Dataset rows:
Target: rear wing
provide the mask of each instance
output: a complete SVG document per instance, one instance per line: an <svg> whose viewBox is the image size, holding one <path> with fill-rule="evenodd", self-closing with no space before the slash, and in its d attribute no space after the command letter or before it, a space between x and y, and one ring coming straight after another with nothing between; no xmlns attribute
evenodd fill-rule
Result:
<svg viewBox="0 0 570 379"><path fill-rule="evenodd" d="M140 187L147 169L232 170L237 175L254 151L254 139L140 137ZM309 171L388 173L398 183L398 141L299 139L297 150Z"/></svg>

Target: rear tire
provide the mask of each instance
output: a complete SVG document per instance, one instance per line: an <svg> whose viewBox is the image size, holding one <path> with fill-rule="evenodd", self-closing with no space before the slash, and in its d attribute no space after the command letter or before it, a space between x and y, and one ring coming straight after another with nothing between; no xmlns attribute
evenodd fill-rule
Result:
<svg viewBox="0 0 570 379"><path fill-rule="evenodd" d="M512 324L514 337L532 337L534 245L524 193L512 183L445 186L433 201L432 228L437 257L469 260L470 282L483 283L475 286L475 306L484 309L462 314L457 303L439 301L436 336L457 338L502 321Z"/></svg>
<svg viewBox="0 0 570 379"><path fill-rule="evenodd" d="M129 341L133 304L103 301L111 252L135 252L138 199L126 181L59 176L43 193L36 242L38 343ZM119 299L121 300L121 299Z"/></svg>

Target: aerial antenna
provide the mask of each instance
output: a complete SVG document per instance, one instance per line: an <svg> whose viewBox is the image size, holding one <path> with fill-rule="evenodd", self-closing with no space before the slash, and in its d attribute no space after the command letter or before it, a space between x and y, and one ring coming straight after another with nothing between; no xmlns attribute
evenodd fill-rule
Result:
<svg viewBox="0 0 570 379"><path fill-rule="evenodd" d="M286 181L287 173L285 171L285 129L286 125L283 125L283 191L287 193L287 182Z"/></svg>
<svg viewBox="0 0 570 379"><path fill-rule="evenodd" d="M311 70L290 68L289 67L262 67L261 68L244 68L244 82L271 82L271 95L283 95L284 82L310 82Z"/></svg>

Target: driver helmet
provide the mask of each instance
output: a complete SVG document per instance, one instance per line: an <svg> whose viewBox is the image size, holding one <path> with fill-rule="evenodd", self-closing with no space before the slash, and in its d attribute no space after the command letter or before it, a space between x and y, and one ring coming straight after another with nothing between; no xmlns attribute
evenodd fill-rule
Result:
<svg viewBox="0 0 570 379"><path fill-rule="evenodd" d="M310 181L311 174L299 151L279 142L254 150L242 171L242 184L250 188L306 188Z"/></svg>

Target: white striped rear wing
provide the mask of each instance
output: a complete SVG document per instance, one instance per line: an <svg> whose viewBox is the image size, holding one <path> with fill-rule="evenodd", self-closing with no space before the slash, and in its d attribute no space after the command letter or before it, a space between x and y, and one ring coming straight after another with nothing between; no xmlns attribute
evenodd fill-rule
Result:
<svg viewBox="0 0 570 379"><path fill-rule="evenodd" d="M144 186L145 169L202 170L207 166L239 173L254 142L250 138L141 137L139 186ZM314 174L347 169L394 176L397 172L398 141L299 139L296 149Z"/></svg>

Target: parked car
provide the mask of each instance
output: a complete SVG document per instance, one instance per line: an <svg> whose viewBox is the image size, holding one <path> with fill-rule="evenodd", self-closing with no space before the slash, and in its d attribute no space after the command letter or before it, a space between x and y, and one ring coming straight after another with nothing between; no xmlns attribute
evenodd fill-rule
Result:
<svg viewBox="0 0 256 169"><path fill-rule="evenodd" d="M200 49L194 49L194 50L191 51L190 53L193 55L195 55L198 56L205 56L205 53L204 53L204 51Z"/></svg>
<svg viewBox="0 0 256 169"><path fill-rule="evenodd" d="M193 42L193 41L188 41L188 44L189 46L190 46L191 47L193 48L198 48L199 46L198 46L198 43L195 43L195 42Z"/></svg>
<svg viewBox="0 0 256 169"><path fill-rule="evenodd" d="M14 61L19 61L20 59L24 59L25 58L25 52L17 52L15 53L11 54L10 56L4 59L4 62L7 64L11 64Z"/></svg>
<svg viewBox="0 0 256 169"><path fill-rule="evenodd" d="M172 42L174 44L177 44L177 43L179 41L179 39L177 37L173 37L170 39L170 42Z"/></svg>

What is required:
In the stretch of the listing from the line containing "Target: driver helmet" through the line containing "186L145 169L202 170L207", replace "provide" with "return" and leave everything else unchanged. Write out only those lines.

Solution:
Target: driver helmet
return the mask of each instance
output: a complete SVG document per instance, one instance per line: an <svg> whose viewBox is the image size, holding one <path> with fill-rule="evenodd", self-closing with no space before the slash, and in its d attribute no space after the command letter or before it, a space between x and y, and one ring coming straight after another with nothing between; no xmlns attribute
evenodd fill-rule
Result:
<svg viewBox="0 0 570 379"><path fill-rule="evenodd" d="M310 181L311 174L299 151L279 142L254 150L242 171L242 184L250 188L306 188Z"/></svg>

Target: white striped rear wing
return the mask of each instance
output: a complete SVG document per instance, one instance per line: an <svg> whose viewBox is the image size, holding one <path> with fill-rule="evenodd", self-closing with no space before the slash, and in its d attribute no space after the command letter or before it, a space between x and y, and one ring coming straight after another with nothing between; no xmlns attribute
evenodd fill-rule
Result:
<svg viewBox="0 0 570 379"><path fill-rule="evenodd" d="M144 186L145 169L202 170L207 166L239 173L254 142L250 138L141 137L139 186ZM314 174L347 169L394 176L397 172L398 141L299 139L296 149Z"/></svg>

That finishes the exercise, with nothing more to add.